# Entries supplied start
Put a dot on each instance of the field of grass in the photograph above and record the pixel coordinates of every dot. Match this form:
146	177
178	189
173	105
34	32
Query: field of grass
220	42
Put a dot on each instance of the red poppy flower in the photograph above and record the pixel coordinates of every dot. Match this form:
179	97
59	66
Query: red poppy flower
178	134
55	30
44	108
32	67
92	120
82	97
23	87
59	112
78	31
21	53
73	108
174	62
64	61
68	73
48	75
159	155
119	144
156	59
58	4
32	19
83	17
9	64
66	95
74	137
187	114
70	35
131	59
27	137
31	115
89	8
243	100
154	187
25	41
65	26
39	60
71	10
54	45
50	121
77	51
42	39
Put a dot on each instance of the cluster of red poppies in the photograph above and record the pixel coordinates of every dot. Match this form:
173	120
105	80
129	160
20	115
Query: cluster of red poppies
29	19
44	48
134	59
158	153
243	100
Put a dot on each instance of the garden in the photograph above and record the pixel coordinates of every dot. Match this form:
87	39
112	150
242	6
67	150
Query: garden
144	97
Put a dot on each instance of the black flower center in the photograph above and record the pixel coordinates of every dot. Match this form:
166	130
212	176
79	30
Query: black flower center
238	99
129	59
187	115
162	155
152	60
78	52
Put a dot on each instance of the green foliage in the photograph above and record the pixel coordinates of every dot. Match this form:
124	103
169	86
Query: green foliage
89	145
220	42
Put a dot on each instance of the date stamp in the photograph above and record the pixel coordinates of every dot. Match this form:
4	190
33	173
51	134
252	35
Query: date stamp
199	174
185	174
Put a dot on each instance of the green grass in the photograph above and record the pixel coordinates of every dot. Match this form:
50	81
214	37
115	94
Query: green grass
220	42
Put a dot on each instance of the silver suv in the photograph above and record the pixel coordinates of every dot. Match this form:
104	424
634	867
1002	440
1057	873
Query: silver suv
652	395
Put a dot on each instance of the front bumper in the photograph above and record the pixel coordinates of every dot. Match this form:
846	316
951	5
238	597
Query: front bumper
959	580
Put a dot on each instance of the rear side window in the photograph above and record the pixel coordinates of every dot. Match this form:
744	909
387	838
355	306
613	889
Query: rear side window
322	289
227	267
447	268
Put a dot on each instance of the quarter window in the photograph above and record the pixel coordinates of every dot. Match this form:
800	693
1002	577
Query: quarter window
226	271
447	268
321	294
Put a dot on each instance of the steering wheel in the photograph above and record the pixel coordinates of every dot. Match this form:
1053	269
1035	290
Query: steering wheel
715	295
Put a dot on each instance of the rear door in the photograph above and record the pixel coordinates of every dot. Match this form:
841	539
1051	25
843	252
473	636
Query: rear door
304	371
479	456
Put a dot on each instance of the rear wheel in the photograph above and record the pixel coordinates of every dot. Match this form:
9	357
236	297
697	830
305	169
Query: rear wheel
# Entries supplied end
**The exercise**
Retype the records in full. Keep every line identical to the original.

**Result of the exercise**
Put a dot on each instance of the field of grass in the photograph above and record the pixel coordinates of every dot. Match this form:
146	177
178	189
173	105
34	32
Query: field of grass
220	42
Put a dot on each instance of the red poppy flower in the photograph above and record the pixel coordinates of every dot. Match this form:
179	97
59	66
Query: red poppy flower
178	134
55	30
44	108
32	67
92	120
82	97
23	87
59	112
78	31
21	53
73	108
174	62
64	61
68	73
48	75
159	155
119	144
156	59
58	4
32	19
83	17
9	64
66	95
74	137
187	114
70	35
131	59
27	137
31	115
89	8
243	100
154	187
25	41
65	26
39	60
71	10
54	45
50	121
77	51
42	39
Put a dot on each instance of the cluster of red poppies in the photograph above and record the pixel coordinates of every dot. Match this form:
173	120
105	80
129	160
20	115
Query: cluster of red poppies
29	19
44	48
134	59
158	153
243	100
Put a dot on each instance of the garden in the photograph above and record the pixel coordinates of every dot. Match this form:
87	39
112	150
242	6
67	150
Query: garden
144	97
Put a dot on each instance of the black flower center in the photograph above and record the pixel coordinates of every dot. Match this form:
166	130
212	176
79	30
Query: black flower center
238	99
129	59
187	115
162	155
152	60
78	52
Put a dot on each instance of the green foliage in the photograph above and record the pixel coordinates of every dot. Match this form:
124	103
169	86
Query: green foliage
89	145
220	42
Put a dot on each instance of the date stamp in the photograph above and record the pixel coordinates of every dot. Match this form:
4	190
33	173
51	134
252	35
Query: date stamp
199	174
185	174
Put a dot on each instance of the green grass in the photograph above and record the pixel coordinates of every dot. Match this form:
50	81
214	37
115	94
Query: green grass
220	42
Put a dot on each instance of the silver suv in the photograph above and record the pixel coordinates of every dot. Match this form:
104	424
634	867
1002	440
1057	873
Query: silver suv
652	395
Put a dot on each instance of the front bumper in the photograph above and record the pixel coordinates of every dot. Match this form:
846	316
951	5
238	597
Query: front bumper
959	580
Put a dot on each instance of the rear side window in the photograph above and record the pixel coordinates of every dot. Match this form:
744	909
387	838
355	306
613	889
Query: rear side window
322	289
227	267
447	268
Put a dot on each instance of the quarter window in the photograph above and record the pixel coordinates of every dot. Match this form:
800	693
1002	577
Query: quarter window
226	271
447	268
321	294
Put a dot on each instance of the steering wheel in the photograph above and record the pixel coordinates of every dot. Match this form:
1053	269
1035	290
Query: steering wheel
715	295
Put a dot on each instance of the rear door in the photograph above and record the pixel coordinates of every dot. Match this form:
841	539
1051	25
843	252
473	636
Query: rear door
304	371
479	456
Put a dot on each instance of the rear wheel in the photograph above and record the pixel coordinates of every dot. Match this form:
9	357
236	297
697	830
305	169
Query: rear wheel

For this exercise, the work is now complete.